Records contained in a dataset
** START **
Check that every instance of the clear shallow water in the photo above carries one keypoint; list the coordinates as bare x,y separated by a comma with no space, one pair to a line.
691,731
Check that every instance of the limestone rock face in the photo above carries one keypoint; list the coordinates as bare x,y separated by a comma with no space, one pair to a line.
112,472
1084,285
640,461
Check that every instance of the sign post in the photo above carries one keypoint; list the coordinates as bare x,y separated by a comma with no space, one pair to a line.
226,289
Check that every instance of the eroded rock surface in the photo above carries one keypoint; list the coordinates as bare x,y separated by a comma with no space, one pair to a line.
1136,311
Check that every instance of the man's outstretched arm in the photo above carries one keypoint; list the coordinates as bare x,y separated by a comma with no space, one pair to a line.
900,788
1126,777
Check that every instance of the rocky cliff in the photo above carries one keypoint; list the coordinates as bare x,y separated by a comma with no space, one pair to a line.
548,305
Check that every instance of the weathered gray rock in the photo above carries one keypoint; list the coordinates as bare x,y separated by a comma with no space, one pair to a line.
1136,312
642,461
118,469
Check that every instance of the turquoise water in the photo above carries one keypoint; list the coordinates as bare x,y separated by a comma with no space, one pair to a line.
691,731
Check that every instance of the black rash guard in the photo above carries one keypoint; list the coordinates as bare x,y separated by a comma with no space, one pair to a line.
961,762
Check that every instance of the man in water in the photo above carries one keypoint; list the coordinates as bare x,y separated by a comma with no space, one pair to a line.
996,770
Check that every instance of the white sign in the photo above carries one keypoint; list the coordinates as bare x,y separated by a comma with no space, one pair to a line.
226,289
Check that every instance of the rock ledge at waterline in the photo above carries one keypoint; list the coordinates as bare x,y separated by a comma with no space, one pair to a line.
** END **
## What is needed
Copy out the material above in its entirety. Every detail must match.

## Final answer
Check that every instance of the clear shallow water in the photo above carries one keypoint; list the coordinates as bare x,y separated by a comma with no space, one pair to a line.
691,731
Check that every instance of the limestone rock face in the photo above carries one keypoint; list the coordinates as bare x,y separated by a comma with no space, one pair to a line.
112,472
1084,285
640,461
Check that every instance of the sign post in the photo above carries one keypoint; list the coordinates as bare x,y separated by a comma with no space, one pair to a line.
226,289
Check that every instance of the eroded rock surface in the photo above carries one keypoint; list the coordinates as bare x,y separated by a comma with no space, one pair to a line.
1136,311
Check that every instance of the man's outstretched arm in the photo above carries one keypoint; list the coordinates as bare x,y separated by a comma with no space, one pair to a line.
900,788
1126,777
Check that every instance of the rocky cliff in the photo above carries one keypoint; list the coordinates as bare x,y separated by a comma with no space, one pair to a line.
548,305
Check that every instance of the weathered gray rock in the photo above carries one keypoint; list the coordinates as bare x,y separated by a comma with no space, one pair to a line.
1136,312
642,461
118,469
Check that every instance of the turquoise water in the photo above carries one keypoint; list the coordinates as bare x,y separated by a comma with no space, one pair to a line.
691,731
Check that every instance of the black rash guard in the photo above carries one keypoint; list the coordinates as bare x,y separated by a comma with no space, one pair to a line.
961,762
Check that every instance of the man in water in the photo above carries one keypoint; list the coordinates as bare x,y separated by a comma with no space, one pair to a line.
996,770
Check that every instance of the white sign in the photo above carries one keypoint; list the coordinates as bare x,y separated by a comma with no space, one pair to a line.
226,289
Check that every instance of the rock ledge at waterline in the photo above carries one keypoint; list the coordinates as bare x,y separated by a comma with no space, one pair to a line.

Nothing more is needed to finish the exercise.